The required output consists solely of the lines from the line containing "for every instance of the drain" through the end of the records, copied exactly.

───── Items

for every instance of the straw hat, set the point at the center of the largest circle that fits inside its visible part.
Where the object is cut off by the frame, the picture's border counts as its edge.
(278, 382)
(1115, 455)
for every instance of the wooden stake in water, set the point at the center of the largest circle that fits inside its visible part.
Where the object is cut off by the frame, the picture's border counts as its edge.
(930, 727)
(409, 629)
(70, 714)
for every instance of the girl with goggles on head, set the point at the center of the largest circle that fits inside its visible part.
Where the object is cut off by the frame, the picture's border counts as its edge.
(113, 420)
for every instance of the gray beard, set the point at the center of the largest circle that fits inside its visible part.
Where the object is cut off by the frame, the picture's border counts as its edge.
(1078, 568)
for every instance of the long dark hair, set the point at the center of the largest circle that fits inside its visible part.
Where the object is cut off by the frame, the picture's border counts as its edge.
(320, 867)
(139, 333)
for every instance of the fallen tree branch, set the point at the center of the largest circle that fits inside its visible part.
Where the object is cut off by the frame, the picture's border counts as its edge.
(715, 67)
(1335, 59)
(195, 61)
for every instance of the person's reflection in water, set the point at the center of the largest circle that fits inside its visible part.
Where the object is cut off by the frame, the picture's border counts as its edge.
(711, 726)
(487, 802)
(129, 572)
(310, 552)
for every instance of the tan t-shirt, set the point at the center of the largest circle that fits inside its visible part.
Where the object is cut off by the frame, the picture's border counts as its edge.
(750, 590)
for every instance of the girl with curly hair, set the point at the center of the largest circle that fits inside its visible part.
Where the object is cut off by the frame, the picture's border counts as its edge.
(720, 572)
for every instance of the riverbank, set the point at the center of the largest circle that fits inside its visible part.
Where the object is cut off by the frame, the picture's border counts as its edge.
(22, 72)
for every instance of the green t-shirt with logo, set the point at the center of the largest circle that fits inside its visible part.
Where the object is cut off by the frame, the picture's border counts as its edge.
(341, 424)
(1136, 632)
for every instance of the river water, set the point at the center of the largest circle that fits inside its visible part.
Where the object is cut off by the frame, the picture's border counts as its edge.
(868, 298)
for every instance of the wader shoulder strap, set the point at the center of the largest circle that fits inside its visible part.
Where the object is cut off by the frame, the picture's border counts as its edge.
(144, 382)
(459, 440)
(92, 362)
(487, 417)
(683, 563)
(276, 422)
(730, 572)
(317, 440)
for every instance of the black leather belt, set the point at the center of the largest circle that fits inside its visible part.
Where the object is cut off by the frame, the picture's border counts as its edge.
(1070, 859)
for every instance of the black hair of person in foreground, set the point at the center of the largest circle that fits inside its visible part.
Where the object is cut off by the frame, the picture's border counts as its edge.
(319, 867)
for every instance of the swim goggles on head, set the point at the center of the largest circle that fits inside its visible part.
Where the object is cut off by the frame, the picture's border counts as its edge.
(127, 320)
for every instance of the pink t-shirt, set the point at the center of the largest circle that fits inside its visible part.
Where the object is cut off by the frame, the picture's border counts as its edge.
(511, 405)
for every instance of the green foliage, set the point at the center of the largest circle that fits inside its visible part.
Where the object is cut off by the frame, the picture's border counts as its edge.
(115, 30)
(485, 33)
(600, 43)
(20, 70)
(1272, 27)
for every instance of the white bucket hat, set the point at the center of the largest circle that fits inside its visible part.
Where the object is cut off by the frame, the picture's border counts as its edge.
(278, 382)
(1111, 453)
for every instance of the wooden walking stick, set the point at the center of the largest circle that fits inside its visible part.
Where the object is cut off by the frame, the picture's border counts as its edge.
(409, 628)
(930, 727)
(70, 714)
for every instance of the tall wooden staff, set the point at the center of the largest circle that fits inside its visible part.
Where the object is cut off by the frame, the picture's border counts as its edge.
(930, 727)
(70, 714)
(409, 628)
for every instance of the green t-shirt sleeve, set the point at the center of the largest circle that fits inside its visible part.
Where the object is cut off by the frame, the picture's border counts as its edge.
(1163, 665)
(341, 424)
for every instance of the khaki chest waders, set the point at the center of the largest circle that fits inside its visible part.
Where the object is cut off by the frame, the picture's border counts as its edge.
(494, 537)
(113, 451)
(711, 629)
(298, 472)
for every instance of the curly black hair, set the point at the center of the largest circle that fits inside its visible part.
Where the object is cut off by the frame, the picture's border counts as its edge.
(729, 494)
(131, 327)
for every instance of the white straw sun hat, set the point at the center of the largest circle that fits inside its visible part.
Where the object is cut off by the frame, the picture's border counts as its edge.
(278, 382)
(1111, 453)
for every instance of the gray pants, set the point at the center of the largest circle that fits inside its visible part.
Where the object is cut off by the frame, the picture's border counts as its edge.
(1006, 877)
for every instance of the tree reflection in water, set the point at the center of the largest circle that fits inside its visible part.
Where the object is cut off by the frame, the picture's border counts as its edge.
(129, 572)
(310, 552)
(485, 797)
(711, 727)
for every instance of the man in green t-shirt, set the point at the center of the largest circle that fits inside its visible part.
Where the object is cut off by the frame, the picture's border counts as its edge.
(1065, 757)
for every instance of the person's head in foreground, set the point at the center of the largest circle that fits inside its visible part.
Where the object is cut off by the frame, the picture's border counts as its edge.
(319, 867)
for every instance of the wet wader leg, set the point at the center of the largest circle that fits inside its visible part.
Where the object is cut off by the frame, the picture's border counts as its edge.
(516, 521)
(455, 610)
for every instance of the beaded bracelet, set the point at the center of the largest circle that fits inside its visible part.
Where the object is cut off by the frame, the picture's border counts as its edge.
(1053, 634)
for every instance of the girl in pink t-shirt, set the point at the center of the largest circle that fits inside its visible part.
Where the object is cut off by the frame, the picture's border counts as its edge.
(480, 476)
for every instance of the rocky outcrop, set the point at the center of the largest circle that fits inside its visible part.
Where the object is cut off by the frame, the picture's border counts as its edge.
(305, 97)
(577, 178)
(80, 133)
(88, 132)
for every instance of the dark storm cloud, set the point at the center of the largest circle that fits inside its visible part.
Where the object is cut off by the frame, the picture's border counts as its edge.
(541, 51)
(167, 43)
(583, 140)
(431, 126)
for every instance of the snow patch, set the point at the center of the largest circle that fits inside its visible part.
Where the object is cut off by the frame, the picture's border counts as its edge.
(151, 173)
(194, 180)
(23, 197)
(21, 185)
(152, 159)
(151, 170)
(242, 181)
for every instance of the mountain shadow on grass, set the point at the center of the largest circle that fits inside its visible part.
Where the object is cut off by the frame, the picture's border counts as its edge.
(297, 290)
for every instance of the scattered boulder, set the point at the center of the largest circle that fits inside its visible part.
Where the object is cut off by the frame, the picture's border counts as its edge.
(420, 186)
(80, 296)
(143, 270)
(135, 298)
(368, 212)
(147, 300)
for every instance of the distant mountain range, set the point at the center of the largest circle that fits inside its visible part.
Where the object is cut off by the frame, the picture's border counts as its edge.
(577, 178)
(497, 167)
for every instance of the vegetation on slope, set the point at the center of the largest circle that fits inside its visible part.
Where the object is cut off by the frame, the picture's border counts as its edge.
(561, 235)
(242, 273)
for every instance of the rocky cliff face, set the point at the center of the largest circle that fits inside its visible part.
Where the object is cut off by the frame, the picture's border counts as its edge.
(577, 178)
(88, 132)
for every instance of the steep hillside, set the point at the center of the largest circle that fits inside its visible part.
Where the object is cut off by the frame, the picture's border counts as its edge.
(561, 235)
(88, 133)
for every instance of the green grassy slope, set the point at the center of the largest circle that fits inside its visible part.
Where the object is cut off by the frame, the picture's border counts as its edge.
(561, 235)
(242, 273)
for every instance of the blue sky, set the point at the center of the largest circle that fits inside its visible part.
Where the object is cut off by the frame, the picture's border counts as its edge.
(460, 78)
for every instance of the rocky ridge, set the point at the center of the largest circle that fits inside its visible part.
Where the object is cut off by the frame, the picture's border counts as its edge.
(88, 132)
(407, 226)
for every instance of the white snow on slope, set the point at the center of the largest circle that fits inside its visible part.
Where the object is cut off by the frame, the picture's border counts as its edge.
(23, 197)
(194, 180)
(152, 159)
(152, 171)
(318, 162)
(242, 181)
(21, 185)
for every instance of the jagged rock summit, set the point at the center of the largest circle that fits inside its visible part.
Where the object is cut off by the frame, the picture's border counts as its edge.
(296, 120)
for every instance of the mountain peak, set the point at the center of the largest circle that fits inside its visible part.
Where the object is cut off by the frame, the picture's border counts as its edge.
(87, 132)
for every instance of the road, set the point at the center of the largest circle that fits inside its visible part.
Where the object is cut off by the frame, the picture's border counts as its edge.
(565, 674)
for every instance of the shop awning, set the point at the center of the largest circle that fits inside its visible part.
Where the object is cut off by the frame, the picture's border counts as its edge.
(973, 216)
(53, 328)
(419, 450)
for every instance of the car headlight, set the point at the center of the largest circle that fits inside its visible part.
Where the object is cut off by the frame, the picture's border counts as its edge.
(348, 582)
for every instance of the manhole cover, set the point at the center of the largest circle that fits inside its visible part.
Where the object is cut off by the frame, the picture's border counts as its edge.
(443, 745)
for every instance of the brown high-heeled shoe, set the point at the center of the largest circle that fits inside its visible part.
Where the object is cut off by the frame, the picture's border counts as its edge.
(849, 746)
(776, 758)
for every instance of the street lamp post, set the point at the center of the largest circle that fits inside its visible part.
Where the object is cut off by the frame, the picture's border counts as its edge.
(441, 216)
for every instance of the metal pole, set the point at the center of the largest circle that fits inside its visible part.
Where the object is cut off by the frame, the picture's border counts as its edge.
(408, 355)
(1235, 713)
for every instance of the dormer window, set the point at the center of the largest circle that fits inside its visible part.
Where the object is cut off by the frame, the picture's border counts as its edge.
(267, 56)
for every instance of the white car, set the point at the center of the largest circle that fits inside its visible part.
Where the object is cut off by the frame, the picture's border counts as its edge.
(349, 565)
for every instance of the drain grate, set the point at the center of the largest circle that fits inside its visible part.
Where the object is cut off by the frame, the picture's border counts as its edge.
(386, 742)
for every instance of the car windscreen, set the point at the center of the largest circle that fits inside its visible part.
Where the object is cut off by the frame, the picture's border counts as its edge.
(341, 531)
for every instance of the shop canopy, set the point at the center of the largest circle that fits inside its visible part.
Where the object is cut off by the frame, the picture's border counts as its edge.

──────────

- _Answer to this exercise_
for every instance of the drain grate, set the point at the center of the largest circle that fits inside its visible part.
Where the object is cut off by the frame, the picture's border counts as its edge.
(386, 742)
for every instance of the car windscreen, set the point at the center of the largest circle that fits inside its visible part.
Where the object is cut off by the frame, the picture's border counts as its edge.
(341, 531)
for every instance of the shop canopy, set the point at the center of the largest circle that fits inside its visible part.
Where the object is cut off by the frame, the picture's border counts as its edge.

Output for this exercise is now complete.